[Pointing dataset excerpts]
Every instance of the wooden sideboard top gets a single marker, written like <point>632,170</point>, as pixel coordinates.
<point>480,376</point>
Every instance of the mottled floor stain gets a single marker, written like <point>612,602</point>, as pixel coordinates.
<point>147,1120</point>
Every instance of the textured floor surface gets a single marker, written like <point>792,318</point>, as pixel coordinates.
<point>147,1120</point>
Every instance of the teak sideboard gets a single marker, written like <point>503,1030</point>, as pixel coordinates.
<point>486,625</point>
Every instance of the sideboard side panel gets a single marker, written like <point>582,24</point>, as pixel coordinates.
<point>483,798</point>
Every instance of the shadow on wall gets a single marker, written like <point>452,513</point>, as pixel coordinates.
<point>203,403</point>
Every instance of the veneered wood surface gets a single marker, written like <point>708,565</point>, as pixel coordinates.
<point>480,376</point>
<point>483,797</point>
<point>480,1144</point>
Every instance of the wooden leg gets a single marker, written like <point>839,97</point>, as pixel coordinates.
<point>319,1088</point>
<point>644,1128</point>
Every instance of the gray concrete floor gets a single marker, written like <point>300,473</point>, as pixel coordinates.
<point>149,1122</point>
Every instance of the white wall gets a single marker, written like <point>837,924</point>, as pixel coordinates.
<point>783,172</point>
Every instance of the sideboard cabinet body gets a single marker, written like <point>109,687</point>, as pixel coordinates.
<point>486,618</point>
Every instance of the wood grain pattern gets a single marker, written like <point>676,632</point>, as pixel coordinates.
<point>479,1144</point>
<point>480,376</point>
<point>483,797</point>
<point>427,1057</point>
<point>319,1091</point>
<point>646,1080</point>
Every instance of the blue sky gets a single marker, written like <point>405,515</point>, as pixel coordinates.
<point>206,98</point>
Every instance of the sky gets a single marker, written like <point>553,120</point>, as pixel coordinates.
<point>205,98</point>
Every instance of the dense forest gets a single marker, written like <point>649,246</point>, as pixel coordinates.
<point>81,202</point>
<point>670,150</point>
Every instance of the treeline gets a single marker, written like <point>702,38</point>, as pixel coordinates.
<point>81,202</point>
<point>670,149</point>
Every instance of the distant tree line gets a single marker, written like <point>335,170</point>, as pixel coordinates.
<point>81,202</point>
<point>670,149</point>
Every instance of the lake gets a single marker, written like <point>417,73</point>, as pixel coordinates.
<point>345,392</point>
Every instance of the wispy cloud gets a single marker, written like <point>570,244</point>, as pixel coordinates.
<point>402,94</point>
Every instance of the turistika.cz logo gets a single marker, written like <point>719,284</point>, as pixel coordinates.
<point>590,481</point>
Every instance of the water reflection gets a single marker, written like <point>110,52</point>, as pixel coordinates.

Problem to solve
Turn the rows above into a JSON list of strings with one string per line, skipping any blank lines.

Solution to this task
[
  "Every instance of the wooden sideboard top gets a single marker, written like <point>632,170</point>, as pixel coordinates.",
  "<point>480,376</point>",
  "Every instance of the mottled floor stain gets a single marker, written like <point>612,602</point>, as pixel coordinates.",
  "<point>147,1120</point>",
  "Every instance of the textured floor surface gets a single marker, written like <point>792,318</point>, as pixel coordinates.",
  "<point>147,1120</point>",
  "Every instance of the teak sideboard gets a single marker, written like <point>503,1030</point>, as pixel coordinates.",
  "<point>486,625</point>",
  "Every instance of the sideboard side panel gets a single marker, written like <point>582,24</point>, as pixel coordinates.",
  "<point>483,798</point>",
  "Every instance of the shadow on wall gets a single marker, written like <point>452,513</point>, as pixel coordinates.",
  "<point>203,403</point>",
  "Every instance of the veneered wood surface gets a single marker, written like <point>708,565</point>, as pixel coordinates.",
  "<point>480,376</point>",
  "<point>483,797</point>",
  "<point>480,1144</point>",
  "Every instance of the wooden leg gets a single marker, written like <point>839,97</point>, as pixel coordinates.",
  "<point>319,1088</point>",
  "<point>644,1128</point>",
  "Every instance of the gray concrete floor gets a single marker, written like <point>300,473</point>, as pixel coordinates.",
  "<point>149,1122</point>",
  "Every instance of the white wall gets a single marker, written like <point>837,924</point>, as pixel coordinates.",
  "<point>783,172</point>",
  "Every instance of the sideboard cabinet body gets a single marker, written like <point>109,687</point>, as pixel coordinates.",
  "<point>486,618</point>",
  "Every instance of the wood grain pattern gets a single marker, written like <point>676,632</point>, as pixel coordinates.",
  "<point>479,1144</point>",
  "<point>480,376</point>",
  "<point>483,797</point>",
  "<point>427,1057</point>",
  "<point>319,1091</point>",
  "<point>646,1080</point>",
  "Every instance of the blue sky gets a single marker, written like <point>405,515</point>, as pixel coordinates.",
  "<point>206,98</point>",
  "Every instance of the sky gets a single marker, written like <point>553,120</point>, as pixel coordinates.",
  "<point>205,98</point>",
  "Every instance of the dense forest gets a single marker, written like <point>649,246</point>, as pixel coordinates.",
  "<point>81,202</point>",
  "<point>670,150</point>",
  "Every instance of the treeline gets a single marker, written like <point>702,38</point>, as pixel coordinates.",
  "<point>81,202</point>",
  "<point>670,149</point>",
  "Every instance of the distant tree line gets a single marker, written like <point>335,170</point>, as pixel coordinates.",
  "<point>81,202</point>",
  "<point>670,149</point>",
  "Every instance of the lake gets a single marker, written like <point>417,73</point>, as pixel coordinates.",
  "<point>345,392</point>",
  "Every instance of the wispy cloud gets a single marker, written like <point>570,244</point>, as pixel coordinates.",
  "<point>402,94</point>",
  "Every instance of the turistika.cz logo gets a single marker, written like <point>719,284</point>, as pixel coordinates.",
  "<point>590,481</point>",
  "Every instance of the water reflection gets a single marker, written like <point>110,52</point>, as pixel coordinates."
]